• _Given text_:
***
Tarasoff v. Regents of the University of California

1976

Venue: CA SC

Facts: Poddar is violent and crazy and his psychiatrist knows it. He warns the police, who detain him briefly, but then the psychiatrist's boss says to let him go. Wouldn't you know it, he goes and kills exactly the person he was threatening to.

Posture: Dismissed at trial.

Issue: Was there a duty to warn the person who was threatened?

Holding: Quite possibly. This should not have been dismissed.

Rule: A defendant owes a duty of care to those who are foreseeably endangered by his conduct.

Reasoning: Generally, there's no duty to act absent a special relationship. The doctor-patient relationship, however, is special, and might create a duty towards third parties. Where it's a situation where professionals might differ about whether there is danger, the therapist's judgment controls. Here, though, there was no failure to predict that Poddar was a hazard. If the therapist determines (or should have done so) that the patient poses a serious danger, there's a duty to exercise reasonable care to protect the foreseeable victim. The public policy arguments against this are overriden by the immediate danger to life and limb.

Dicta: Dissent: tort principles favor non-disclosure: confidentiality is necessary for effective treatment. This will cause therapists to issue excessive warnings in order to avoid liability, and that will undermine the profession.
***
• _Material shown_:

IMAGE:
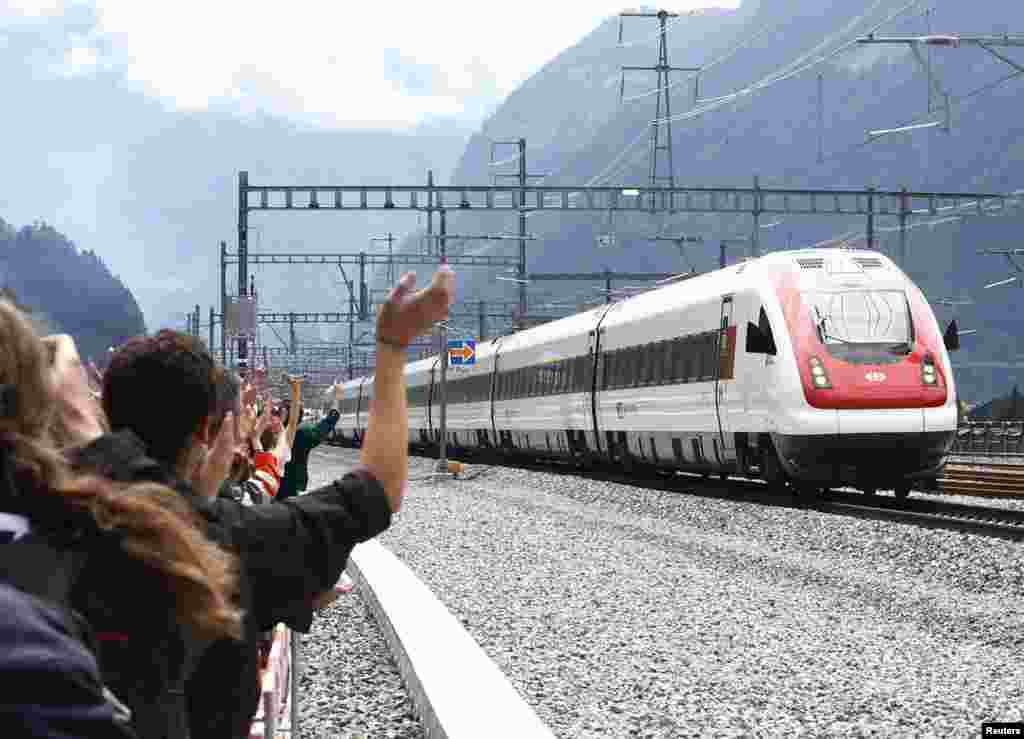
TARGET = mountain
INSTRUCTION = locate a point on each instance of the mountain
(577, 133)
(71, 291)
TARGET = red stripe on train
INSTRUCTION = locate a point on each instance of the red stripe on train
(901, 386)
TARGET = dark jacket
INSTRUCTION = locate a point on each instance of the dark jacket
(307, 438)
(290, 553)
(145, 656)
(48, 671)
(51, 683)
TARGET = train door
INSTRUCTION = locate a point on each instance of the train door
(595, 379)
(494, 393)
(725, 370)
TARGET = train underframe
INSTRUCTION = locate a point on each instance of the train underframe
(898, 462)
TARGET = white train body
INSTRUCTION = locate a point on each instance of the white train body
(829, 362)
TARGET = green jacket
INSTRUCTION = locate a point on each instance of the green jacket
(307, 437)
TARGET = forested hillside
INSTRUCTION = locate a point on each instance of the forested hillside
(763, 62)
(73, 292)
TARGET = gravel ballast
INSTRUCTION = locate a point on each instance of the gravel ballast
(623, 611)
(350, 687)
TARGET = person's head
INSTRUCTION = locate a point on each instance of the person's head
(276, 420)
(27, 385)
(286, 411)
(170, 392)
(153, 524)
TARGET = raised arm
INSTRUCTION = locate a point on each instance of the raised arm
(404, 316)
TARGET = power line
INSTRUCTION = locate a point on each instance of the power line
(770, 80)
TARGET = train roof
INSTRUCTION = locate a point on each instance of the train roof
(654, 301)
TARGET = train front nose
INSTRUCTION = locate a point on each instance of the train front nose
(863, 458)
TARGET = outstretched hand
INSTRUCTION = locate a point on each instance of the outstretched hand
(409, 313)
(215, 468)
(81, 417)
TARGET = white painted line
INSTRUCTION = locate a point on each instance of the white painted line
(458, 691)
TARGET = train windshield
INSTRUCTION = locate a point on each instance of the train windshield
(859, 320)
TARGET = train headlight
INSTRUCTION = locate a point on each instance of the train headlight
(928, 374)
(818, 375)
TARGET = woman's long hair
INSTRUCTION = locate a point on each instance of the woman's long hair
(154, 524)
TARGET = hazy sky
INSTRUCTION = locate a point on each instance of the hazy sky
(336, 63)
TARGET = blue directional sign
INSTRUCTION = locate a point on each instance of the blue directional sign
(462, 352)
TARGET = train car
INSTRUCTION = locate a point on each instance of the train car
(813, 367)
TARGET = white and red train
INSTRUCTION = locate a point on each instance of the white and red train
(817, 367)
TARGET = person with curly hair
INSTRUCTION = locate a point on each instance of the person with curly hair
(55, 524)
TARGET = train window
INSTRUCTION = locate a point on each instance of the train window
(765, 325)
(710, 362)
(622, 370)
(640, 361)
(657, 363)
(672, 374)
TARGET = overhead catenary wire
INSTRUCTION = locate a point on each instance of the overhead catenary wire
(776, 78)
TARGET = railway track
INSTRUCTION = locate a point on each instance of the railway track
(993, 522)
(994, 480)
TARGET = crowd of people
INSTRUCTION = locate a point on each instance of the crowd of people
***
• _Problems and tasks_:
1) Do these statements agree with the Tarasoff brief? (a) The case was dismissed at trial. (b) The psychiatrist himself told the police to let Poddar go. (c) The dissent holds that confidentiality is necessary for effective treatment.
2) According to the Tarasoff brief, what does the dissent predict therapists will do to avoid liability?

• _Responses to the exercise_:
1)
(a) Yes: "Dismissed at trial."
(b) No: "the psychiatrist's boss says to let him go."
(c) Yes: "confidentiality is necessary for effective treatment."

2) They will issue excessive warnings.